ASSIGNED TASK:
From the line containing "body: indicate the illuminated" to the last line of the records below, repeat every line exactly and add nothing else.
==== RECORDS SHOWN
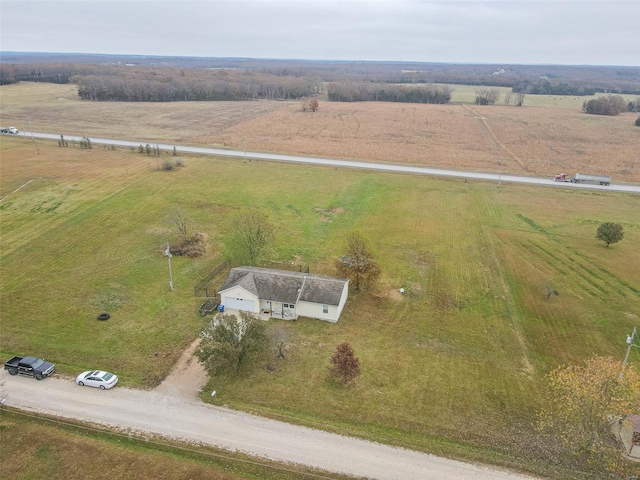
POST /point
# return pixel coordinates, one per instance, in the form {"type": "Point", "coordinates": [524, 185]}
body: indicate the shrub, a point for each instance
{"type": "Point", "coordinates": [168, 165]}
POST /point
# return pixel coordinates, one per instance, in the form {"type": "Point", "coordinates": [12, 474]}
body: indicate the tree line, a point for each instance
{"type": "Point", "coordinates": [376, 92]}
{"type": "Point", "coordinates": [215, 86]}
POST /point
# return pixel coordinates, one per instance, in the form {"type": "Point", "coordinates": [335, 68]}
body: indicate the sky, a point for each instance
{"type": "Point", "coordinates": [572, 32]}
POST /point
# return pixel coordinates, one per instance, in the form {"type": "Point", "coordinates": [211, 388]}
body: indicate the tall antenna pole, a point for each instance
{"type": "Point", "coordinates": [167, 252]}
{"type": "Point", "coordinates": [630, 339]}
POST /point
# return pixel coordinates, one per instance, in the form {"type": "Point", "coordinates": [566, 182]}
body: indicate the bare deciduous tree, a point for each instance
{"type": "Point", "coordinates": [346, 366]}
{"type": "Point", "coordinates": [487, 97]}
{"type": "Point", "coordinates": [358, 264]}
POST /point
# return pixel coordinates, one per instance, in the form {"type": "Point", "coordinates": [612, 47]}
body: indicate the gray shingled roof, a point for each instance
{"type": "Point", "coordinates": [284, 286]}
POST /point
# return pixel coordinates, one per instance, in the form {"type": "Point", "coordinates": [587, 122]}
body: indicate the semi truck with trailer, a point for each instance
{"type": "Point", "coordinates": [583, 178]}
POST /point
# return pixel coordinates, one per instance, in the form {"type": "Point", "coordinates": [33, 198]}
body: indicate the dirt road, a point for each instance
{"type": "Point", "coordinates": [174, 411]}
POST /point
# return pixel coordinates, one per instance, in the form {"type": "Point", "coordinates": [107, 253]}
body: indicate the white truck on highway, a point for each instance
{"type": "Point", "coordinates": [581, 178]}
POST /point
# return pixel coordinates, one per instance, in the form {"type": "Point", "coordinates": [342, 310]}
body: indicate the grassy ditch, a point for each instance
{"type": "Point", "coordinates": [41, 447]}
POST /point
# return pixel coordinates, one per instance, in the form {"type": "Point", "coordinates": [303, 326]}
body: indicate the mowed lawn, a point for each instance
{"type": "Point", "coordinates": [457, 360]}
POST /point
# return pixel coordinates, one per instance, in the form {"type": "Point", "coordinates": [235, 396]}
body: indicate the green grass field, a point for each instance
{"type": "Point", "coordinates": [454, 366]}
{"type": "Point", "coordinates": [41, 447]}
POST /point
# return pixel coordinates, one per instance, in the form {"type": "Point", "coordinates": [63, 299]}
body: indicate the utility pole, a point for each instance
{"type": "Point", "coordinates": [630, 340]}
{"type": "Point", "coordinates": [167, 252]}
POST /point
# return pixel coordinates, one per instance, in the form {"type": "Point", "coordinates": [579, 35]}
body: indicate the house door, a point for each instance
{"type": "Point", "coordinates": [238, 304]}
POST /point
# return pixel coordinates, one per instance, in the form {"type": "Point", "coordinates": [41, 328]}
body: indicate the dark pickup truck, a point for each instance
{"type": "Point", "coordinates": [30, 367]}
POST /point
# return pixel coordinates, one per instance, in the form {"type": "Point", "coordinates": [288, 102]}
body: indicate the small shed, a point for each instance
{"type": "Point", "coordinates": [630, 435]}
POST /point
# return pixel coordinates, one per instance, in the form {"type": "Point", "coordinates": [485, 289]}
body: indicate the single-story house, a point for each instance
{"type": "Point", "coordinates": [284, 294]}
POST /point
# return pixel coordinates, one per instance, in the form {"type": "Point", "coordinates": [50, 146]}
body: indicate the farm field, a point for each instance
{"type": "Point", "coordinates": [550, 136]}
{"type": "Point", "coordinates": [454, 366]}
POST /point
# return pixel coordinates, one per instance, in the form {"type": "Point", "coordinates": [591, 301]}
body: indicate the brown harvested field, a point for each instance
{"type": "Point", "coordinates": [537, 141]}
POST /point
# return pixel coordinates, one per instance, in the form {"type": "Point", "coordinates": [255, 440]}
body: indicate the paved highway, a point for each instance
{"type": "Point", "coordinates": [491, 177]}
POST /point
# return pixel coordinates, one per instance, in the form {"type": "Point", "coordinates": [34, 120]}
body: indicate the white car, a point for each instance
{"type": "Point", "coordinates": [97, 378]}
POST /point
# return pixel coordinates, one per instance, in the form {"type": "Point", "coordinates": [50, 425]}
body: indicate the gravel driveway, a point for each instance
{"type": "Point", "coordinates": [173, 410]}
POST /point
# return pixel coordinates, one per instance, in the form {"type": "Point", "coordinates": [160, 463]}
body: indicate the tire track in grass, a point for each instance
{"type": "Point", "coordinates": [515, 320]}
{"type": "Point", "coordinates": [583, 265]}
{"type": "Point", "coordinates": [484, 123]}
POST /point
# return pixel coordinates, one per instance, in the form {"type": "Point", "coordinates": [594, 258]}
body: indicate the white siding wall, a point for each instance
{"type": "Point", "coordinates": [343, 299]}
{"type": "Point", "coordinates": [241, 293]}
{"type": "Point", "coordinates": [314, 310]}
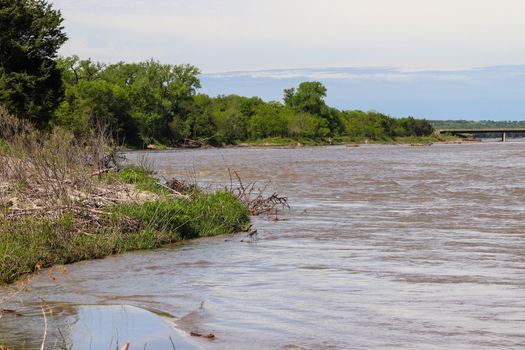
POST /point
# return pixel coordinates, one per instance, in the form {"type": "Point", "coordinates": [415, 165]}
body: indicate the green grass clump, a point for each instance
{"type": "Point", "coordinates": [201, 216]}
{"type": "Point", "coordinates": [140, 177]}
{"type": "Point", "coordinates": [29, 244]}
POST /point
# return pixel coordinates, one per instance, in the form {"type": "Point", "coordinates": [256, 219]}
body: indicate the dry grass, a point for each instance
{"type": "Point", "coordinates": [47, 174]}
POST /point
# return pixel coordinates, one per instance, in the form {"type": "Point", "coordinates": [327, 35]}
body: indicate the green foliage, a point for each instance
{"type": "Point", "coordinates": [476, 124]}
{"type": "Point", "coordinates": [30, 36]}
{"type": "Point", "coordinates": [139, 103]}
{"type": "Point", "coordinates": [141, 178]}
{"type": "Point", "coordinates": [29, 244]}
{"type": "Point", "coordinates": [151, 103]}
{"type": "Point", "coordinates": [200, 216]}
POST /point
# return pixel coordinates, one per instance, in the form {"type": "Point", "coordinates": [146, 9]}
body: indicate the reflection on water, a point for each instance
{"type": "Point", "coordinates": [385, 247]}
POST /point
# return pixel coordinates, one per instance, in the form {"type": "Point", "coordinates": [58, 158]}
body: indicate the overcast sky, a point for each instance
{"type": "Point", "coordinates": [225, 35]}
{"type": "Point", "coordinates": [453, 36]}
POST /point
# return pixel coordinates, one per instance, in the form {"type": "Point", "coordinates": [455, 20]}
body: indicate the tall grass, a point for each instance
{"type": "Point", "coordinates": [64, 200]}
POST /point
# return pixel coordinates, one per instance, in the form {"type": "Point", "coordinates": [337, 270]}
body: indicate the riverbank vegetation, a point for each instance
{"type": "Point", "coordinates": [64, 200]}
{"type": "Point", "coordinates": [156, 104]}
{"type": "Point", "coordinates": [477, 124]}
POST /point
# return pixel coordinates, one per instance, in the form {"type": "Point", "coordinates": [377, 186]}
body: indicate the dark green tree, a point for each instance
{"type": "Point", "coordinates": [31, 33]}
{"type": "Point", "coordinates": [307, 98]}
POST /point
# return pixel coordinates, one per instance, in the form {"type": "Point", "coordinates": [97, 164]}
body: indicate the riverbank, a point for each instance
{"type": "Point", "coordinates": [279, 142]}
{"type": "Point", "coordinates": [284, 142]}
{"type": "Point", "coordinates": [64, 200]}
{"type": "Point", "coordinates": [139, 214]}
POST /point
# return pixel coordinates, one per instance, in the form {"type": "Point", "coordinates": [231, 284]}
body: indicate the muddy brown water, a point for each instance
{"type": "Point", "coordinates": [385, 247]}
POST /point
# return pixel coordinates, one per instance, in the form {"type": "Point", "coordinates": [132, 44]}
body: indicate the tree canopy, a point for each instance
{"type": "Point", "coordinates": [30, 36]}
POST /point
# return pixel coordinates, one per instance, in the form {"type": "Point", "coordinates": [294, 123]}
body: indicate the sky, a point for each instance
{"type": "Point", "coordinates": [428, 58]}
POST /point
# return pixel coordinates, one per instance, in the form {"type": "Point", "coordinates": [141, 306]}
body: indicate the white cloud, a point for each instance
{"type": "Point", "coordinates": [224, 35]}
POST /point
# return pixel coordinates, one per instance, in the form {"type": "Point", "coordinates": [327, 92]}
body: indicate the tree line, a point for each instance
{"type": "Point", "coordinates": [153, 103]}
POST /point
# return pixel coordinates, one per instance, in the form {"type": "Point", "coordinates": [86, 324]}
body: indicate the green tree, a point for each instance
{"type": "Point", "coordinates": [31, 33]}
{"type": "Point", "coordinates": [307, 98]}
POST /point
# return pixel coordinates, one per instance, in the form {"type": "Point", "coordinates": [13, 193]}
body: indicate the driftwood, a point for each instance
{"type": "Point", "coordinates": [255, 198]}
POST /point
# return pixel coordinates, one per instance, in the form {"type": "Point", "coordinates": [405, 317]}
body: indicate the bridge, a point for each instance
{"type": "Point", "coordinates": [464, 132]}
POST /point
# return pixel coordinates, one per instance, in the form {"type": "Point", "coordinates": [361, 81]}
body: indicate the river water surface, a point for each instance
{"type": "Point", "coordinates": [384, 247]}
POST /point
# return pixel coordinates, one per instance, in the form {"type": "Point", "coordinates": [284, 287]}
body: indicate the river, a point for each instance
{"type": "Point", "coordinates": [385, 247]}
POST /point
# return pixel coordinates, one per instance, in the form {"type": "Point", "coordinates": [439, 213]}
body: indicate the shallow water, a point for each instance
{"type": "Point", "coordinates": [384, 247]}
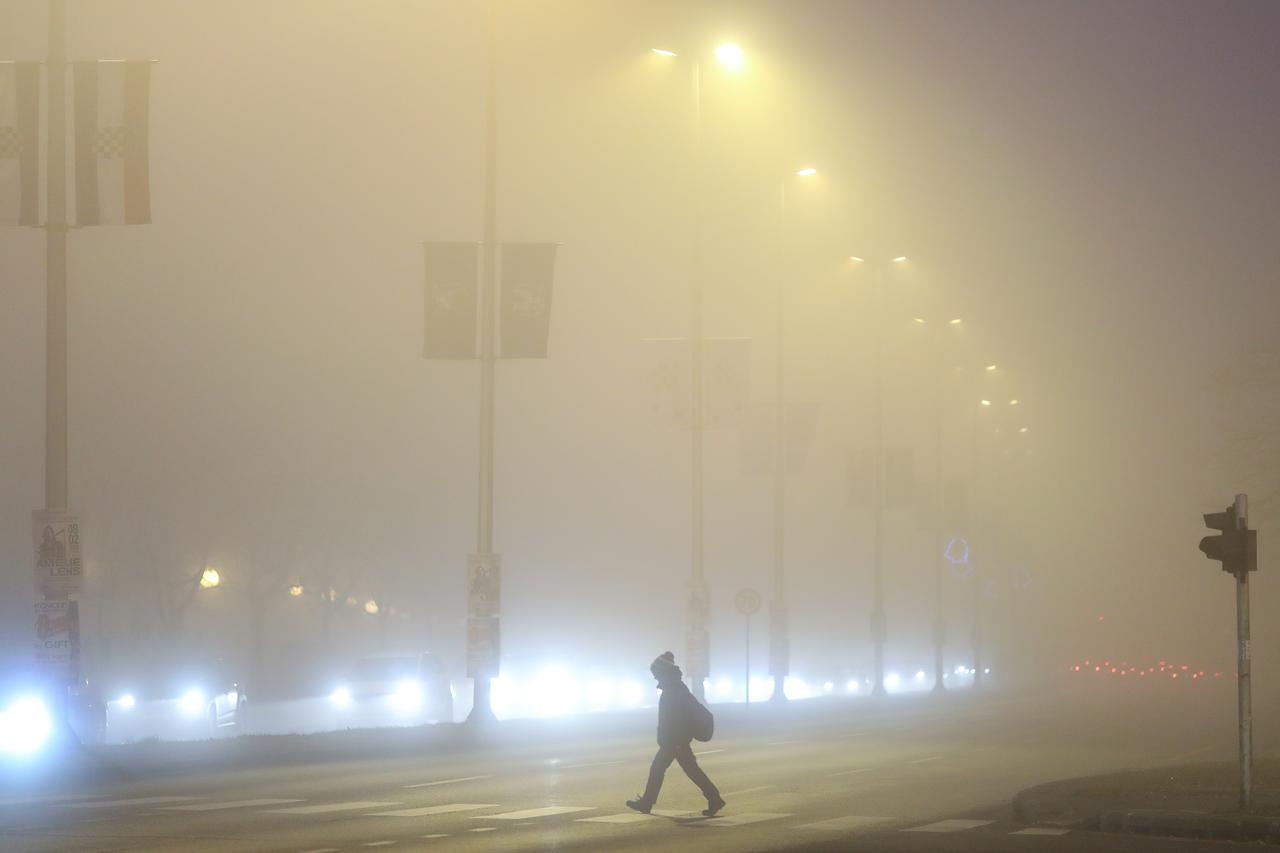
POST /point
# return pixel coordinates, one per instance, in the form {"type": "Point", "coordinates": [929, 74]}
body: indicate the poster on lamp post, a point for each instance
{"type": "Point", "coordinates": [59, 566]}
{"type": "Point", "coordinates": [56, 637]}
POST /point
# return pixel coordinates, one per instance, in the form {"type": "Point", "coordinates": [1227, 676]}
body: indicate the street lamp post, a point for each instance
{"type": "Point", "coordinates": [698, 596]}
{"type": "Point", "coordinates": [780, 639]}
{"type": "Point", "coordinates": [880, 628]}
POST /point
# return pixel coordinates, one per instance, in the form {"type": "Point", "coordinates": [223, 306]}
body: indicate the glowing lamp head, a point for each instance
{"type": "Point", "coordinates": [192, 702]}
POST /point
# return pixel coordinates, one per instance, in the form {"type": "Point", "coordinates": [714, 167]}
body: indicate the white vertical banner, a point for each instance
{"type": "Point", "coordinates": [19, 144]}
{"type": "Point", "coordinates": [110, 142]}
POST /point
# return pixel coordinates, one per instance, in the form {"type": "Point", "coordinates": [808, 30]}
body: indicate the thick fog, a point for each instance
{"type": "Point", "coordinates": [1092, 187]}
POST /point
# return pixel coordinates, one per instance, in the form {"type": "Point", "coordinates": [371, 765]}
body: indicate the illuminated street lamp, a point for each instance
{"type": "Point", "coordinates": [698, 602]}
{"type": "Point", "coordinates": [877, 616]}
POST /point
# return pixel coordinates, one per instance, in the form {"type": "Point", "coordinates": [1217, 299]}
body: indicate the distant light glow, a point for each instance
{"type": "Point", "coordinates": [730, 56]}
{"type": "Point", "coordinates": [192, 702]}
{"type": "Point", "coordinates": [24, 726]}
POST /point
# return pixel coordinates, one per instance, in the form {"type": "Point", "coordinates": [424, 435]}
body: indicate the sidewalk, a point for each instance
{"type": "Point", "coordinates": [1189, 801]}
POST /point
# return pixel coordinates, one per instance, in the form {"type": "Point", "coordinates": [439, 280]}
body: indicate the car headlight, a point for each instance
{"type": "Point", "coordinates": [407, 696]}
{"type": "Point", "coordinates": [192, 702]}
{"type": "Point", "coordinates": [24, 726]}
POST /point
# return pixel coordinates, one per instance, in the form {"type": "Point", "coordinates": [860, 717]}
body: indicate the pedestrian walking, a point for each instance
{"type": "Point", "coordinates": [680, 719]}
========
TASK SOLUTION:
body: indicate the illuminated street lamp, a point for each instance
{"type": "Point", "coordinates": [698, 602]}
{"type": "Point", "coordinates": [877, 616]}
POST /point
# return pixel coordinates, one per instance, in the form {"type": "Point", "coordinates": [1217, 299]}
body: indicate the distant light glow, a point for each instance
{"type": "Point", "coordinates": [730, 56]}
{"type": "Point", "coordinates": [192, 702]}
{"type": "Point", "coordinates": [24, 726]}
POST /point
# return pixel coordinates, one per instance, in the form {"type": "Point", "coordinates": [424, 435]}
body: indicate the sidewalk, a point for each instance
{"type": "Point", "coordinates": [1189, 801]}
POST /point
# return pixel coordinates, one per instance, in the form {"type": "Point", "coordinates": [439, 280]}
body: indicate the car headlight, a point for each instance
{"type": "Point", "coordinates": [407, 696]}
{"type": "Point", "coordinates": [192, 702]}
{"type": "Point", "coordinates": [24, 726]}
POST /point
# return pixel coordinates, one per instance, in the form {"type": "Point", "coordinates": [860, 717]}
body: indicate the pedestrian walking, a point for each instance
{"type": "Point", "coordinates": [680, 719]}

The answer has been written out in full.